Transcribe the records in their entirety, exactly as given.

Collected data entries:
***

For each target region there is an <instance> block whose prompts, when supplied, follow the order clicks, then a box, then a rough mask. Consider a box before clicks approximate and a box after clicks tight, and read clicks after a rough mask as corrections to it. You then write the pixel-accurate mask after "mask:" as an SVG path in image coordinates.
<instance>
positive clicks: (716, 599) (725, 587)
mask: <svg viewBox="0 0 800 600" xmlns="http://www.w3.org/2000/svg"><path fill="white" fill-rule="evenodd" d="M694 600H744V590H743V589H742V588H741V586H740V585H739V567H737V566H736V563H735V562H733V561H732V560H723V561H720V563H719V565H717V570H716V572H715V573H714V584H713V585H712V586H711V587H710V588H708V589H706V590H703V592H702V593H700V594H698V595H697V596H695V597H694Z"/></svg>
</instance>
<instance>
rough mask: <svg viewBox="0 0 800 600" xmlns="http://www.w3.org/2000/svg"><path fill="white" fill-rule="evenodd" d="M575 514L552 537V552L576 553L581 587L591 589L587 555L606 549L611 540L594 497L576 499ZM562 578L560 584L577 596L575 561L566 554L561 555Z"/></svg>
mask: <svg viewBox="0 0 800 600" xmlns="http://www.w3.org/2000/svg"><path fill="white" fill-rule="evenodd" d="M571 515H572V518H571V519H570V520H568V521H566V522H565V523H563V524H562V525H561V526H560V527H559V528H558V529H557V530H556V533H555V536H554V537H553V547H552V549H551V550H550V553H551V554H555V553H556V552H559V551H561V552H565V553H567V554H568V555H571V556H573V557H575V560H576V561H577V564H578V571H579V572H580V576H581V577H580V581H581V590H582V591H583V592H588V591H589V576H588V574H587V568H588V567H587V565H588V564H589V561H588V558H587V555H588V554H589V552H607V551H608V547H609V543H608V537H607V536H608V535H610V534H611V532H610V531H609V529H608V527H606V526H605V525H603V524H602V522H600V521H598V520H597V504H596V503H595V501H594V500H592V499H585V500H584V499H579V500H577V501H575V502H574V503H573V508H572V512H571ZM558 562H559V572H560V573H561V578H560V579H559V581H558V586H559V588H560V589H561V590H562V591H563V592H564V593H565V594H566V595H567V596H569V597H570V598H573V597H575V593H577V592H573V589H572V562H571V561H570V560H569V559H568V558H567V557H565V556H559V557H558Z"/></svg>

***

Result for this task:
For each target region there is an <instance> block whose prompts, when supplied, follow the order clicks, then a box, then a rough mask. Consider a box before clicks approximate and a box after clicks tight, and read clicks after a rough mask as corrections to it. You then write the pixel-accurate mask after "mask:" as an SVG path in image coordinates.
<instance>
positive clicks: (716, 599) (725, 587)
mask: <svg viewBox="0 0 800 600" xmlns="http://www.w3.org/2000/svg"><path fill="white" fill-rule="evenodd" d="M694 600H744V590H743V589H742V588H741V586H740V585H739V567H737V566H736V563H735V562H733V561H732V560H723V561H720V563H719V565H717V570H716V572H715V573H714V584H713V585H712V586H711V587H710V588H708V589H706V590H703V592H702V593H700V594H698V595H697V596H695V597H694Z"/></svg>
</instance>
<instance>
rough mask: <svg viewBox="0 0 800 600" xmlns="http://www.w3.org/2000/svg"><path fill="white" fill-rule="evenodd" d="M575 514L552 537V552L576 553L581 587L591 589L587 555L606 549L611 540L594 497L576 499ZM562 578L560 584L577 596L575 561L566 554L561 555Z"/></svg>
mask: <svg viewBox="0 0 800 600" xmlns="http://www.w3.org/2000/svg"><path fill="white" fill-rule="evenodd" d="M571 515H572V518H571V519H570V520H568V521H566V522H565V523H563V524H562V525H561V526H560V527H559V528H558V529H557V530H556V533H555V536H554V537H553V547H552V549H551V550H550V553H551V554H555V553H556V552H559V551H561V552H565V553H567V554H568V555H571V556H573V557H575V560H576V561H577V564H578V571H579V572H580V576H581V577H580V581H581V590H582V591H583V592H588V591H589V576H588V574H587V568H588V567H587V565H588V564H589V561H588V558H587V555H588V554H589V552H607V551H608V547H609V543H608V537H607V536H608V535H610V534H611V532H610V531H609V529H608V527H606V526H605V525H603V524H602V522H600V521H598V520H597V504H596V503H595V501H594V500H592V499H585V500H584V499H579V500H577V501H575V502H574V503H573V508H572V512H571ZM558 562H559V572H560V573H561V578H560V579H559V581H558V586H559V588H560V589H561V590H562V591H563V592H564V593H565V594H566V595H567V596H569V597H570V598H573V597H575V593H577V592H573V589H572V562H571V561H570V560H569V559H568V558H567V557H565V556H559V557H558Z"/></svg>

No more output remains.